- **Excerpt to read**:
* * * *

What's proven, and what isn't (honest framing). v0.8 is an assisted-analysis tool: a real fresh-agent onboarding test confirmed it's usable and that an agent auto-discovers AGENT_BRIEF.md and routes to the right skill unprompted, and a grounded MCP tool review found the git-archaeology + curated briefs are the high-trust core. The autonomous end-to-end question — does deepdive-seeding make an agent resolve real issues measurably faster — is not yet proven: a model-free localization pilot is recorded (experiments/fastcontext/RESULTS.md — the static seed is a weak prior), and the end-to-end measurement is deferred to v0.9 (it needs a GPU + a frontier main-agent endpoint). No autonomous-execution claims are made. Accepted across real repos including Apache Superset, wagtail (Django), spring-petclinic, ripgrep, fastapi, and Iris-Nearby (Flutter/Dart) — see docs/findings/.

* * * *

- **Extracted information**:
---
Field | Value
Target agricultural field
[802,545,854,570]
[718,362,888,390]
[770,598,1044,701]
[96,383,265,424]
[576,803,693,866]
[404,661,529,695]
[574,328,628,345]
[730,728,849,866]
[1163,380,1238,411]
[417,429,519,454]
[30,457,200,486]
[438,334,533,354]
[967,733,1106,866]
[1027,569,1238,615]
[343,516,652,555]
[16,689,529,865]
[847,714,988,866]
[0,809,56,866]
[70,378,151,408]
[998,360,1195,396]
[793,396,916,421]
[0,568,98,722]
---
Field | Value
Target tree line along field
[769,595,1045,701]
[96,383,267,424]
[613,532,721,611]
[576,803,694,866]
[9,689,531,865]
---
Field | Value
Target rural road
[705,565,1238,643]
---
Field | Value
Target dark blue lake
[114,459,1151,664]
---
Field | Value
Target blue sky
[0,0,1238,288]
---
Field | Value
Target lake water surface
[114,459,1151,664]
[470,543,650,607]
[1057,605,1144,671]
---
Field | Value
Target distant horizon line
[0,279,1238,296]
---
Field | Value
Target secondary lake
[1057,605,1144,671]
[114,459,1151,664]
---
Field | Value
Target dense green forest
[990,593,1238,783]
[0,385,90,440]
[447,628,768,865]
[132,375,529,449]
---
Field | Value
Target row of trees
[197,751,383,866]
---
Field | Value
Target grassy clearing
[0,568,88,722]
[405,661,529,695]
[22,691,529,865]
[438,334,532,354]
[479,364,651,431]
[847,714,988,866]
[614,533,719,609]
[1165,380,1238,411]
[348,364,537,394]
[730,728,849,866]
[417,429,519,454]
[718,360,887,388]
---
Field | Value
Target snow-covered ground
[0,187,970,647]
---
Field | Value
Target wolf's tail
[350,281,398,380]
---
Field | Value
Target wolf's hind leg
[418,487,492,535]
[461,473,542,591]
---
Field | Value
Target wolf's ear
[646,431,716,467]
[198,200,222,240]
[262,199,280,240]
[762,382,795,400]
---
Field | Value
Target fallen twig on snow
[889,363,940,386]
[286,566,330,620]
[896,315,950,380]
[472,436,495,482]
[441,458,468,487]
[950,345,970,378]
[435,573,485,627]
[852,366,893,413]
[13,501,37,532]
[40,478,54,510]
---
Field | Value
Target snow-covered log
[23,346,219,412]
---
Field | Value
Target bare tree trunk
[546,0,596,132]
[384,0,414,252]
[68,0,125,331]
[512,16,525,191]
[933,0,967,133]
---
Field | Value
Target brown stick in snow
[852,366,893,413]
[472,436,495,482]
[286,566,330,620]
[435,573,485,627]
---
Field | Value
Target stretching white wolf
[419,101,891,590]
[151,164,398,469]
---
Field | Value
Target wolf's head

* * * *

- **Task instructions**:
[a] Do these statements agree with the excerpt on v0.8? Answer yes or no for each, and quote the words of the excerpt that decide it. (i) The end-to-end measurement has been postponed to v0.9. (ii) The excerpt makes claims about autonomous execution. (iii) The localization pilot found the static seed to be a strong prior.
[b] Repeat the passage of the excerpt on v0.8 word for word, starting with "What's proven, and" and going on through "(Flutter/Dart) — see docs/findings/.".
[c] List every repo that the excerpt on v0.8 names as one the tool was accepted across.

- **Responses for each task**:
[a]
(i) Yes: "the end-to-end measurement is deferred to v0.9"
(ii) No: "No autonomous-execution claims are made."
(iii) No: "the static seed is a weak prior"

[b]
What's proven, and what isn't (honest framing). v0.8 is an assisted-analysis tool: a real fresh-agent onboarding test confirmed it's usable and that an agent auto-discovers AGENT_BRIEF.md and routes to the right skill unprompted, and a grounded MCP tool review found the git-archaeology + curated briefs are the high-trust core. The autonomous end-to-end question — does deepdive-seeding make an agent resolve real issues measurably faster — is not yet proven: a model-free localization pilot is recorded (experiments/fastcontext/RESULTS.md — the static seed is a weak prior), and the end-to-end measurement is deferred to v0.9 (it needs a GPU + a frontier main-agent endpoint). No autonomous-execution claims are made. Accepted across real repos including Apache Superset, wagtail (Django), spring-petclinic, ripgrep, fastapi, and Iris-Nearby (Flutter/Dart) — see docs/findings/.

[c]
Apache Superset
wagtail (Django)
spring-petclinic
ripgrep
fastapi
Iris-Nearby (Flutter/Dart)